Task brief: With the line containing "458L544 451L375 549L546" as the start and the line containing "positive clicks: (557, 565)" as the end, transcribe that span of the entries below exactly, including both.

━━━ Extracted information

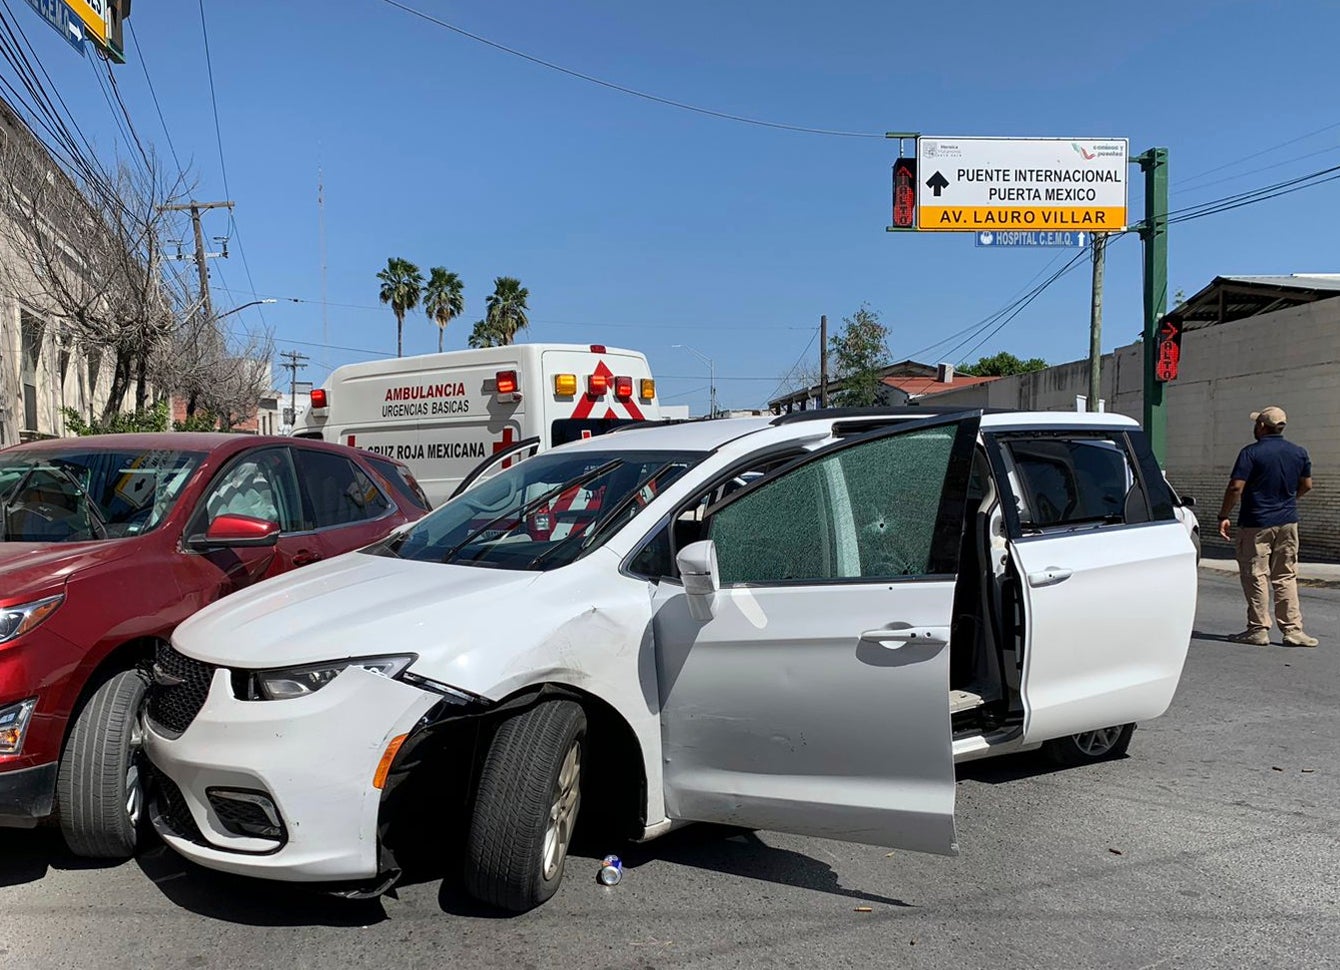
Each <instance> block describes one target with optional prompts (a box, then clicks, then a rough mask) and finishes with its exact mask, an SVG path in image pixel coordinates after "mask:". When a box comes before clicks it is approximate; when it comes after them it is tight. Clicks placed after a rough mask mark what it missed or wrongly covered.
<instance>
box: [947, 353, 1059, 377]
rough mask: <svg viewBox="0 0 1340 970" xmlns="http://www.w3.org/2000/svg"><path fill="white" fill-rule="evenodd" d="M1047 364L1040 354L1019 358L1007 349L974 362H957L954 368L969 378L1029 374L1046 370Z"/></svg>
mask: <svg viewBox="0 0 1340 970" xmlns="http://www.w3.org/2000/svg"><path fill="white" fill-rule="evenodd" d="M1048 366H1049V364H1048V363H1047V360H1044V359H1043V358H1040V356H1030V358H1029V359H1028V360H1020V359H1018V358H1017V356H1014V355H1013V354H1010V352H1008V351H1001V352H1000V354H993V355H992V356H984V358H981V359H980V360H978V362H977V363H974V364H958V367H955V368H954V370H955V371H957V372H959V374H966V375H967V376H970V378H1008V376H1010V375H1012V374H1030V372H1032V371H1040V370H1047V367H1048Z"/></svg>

━━━━━━
━━━ Extracted information

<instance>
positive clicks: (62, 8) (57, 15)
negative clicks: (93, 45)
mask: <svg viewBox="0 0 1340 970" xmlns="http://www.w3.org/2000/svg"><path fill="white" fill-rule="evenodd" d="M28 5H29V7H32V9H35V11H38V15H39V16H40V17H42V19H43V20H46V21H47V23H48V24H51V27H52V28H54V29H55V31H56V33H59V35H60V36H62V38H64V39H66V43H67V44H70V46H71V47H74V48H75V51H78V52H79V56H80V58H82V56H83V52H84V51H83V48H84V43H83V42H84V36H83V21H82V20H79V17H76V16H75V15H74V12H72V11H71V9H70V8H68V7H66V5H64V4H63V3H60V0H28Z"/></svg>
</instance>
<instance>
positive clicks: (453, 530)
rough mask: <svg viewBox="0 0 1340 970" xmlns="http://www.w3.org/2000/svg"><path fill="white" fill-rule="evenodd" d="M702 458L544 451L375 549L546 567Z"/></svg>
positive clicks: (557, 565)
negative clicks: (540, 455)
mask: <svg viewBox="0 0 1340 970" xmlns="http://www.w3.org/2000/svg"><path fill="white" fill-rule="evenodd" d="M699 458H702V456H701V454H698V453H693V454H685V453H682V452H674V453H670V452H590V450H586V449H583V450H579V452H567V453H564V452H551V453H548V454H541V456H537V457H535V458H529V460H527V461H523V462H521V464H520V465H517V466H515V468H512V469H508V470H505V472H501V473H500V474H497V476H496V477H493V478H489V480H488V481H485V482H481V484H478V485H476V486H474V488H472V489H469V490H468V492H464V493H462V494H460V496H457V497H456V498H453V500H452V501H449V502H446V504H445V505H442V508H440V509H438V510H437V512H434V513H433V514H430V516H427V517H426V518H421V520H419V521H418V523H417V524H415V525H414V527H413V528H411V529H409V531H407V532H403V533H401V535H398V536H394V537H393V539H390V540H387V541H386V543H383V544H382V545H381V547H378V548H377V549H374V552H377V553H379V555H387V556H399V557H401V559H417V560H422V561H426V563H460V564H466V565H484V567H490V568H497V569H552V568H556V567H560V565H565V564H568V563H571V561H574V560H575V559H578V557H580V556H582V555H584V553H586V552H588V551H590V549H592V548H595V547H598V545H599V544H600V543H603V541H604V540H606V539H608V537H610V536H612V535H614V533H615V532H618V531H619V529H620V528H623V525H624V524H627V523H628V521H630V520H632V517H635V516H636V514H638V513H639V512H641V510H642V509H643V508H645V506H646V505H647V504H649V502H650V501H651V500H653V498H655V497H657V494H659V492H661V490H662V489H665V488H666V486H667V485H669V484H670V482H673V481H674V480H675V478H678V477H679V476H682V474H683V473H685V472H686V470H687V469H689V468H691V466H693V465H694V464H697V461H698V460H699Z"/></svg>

━━━━━━
━━━ Extracted information

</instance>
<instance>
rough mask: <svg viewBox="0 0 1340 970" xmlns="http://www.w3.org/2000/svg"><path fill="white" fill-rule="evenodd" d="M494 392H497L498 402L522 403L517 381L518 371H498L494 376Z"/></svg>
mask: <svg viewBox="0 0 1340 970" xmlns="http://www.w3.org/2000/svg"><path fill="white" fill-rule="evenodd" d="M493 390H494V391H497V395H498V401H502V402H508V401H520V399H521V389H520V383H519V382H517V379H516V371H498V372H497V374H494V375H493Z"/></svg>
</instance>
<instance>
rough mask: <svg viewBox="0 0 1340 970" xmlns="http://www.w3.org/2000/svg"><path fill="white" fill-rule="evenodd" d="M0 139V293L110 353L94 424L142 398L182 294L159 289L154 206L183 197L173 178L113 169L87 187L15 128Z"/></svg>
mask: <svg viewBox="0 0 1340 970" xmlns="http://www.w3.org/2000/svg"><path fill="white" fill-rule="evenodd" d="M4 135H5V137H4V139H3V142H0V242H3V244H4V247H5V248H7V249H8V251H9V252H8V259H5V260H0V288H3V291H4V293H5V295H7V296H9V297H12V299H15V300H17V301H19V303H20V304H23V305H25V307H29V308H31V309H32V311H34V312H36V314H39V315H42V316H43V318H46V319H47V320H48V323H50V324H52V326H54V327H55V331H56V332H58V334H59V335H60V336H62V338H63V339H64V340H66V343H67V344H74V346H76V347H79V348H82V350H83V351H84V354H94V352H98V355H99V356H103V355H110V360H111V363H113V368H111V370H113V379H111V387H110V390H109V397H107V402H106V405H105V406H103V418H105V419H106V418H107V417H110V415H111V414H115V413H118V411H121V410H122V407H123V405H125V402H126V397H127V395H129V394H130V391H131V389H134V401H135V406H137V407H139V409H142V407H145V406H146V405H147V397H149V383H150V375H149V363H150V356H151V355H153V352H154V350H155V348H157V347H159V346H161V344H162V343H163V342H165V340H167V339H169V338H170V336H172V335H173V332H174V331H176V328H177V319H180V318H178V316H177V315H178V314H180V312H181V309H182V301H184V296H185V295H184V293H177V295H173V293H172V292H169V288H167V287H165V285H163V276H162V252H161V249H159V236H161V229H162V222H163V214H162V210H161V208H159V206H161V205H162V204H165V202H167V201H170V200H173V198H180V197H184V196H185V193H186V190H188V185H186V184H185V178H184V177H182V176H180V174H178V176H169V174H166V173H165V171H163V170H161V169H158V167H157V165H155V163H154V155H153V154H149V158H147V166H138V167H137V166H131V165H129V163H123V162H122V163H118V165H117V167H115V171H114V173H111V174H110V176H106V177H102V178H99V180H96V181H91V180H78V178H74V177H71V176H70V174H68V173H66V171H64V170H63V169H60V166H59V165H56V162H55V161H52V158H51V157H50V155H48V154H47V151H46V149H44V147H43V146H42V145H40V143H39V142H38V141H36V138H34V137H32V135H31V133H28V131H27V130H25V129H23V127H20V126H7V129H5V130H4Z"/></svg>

━━━━━━

Response to this exercise:
rough mask: <svg viewBox="0 0 1340 970" xmlns="http://www.w3.org/2000/svg"><path fill="white" fill-rule="evenodd" d="M702 458L544 451L375 549L546 567Z"/></svg>
positive clicks: (557, 565)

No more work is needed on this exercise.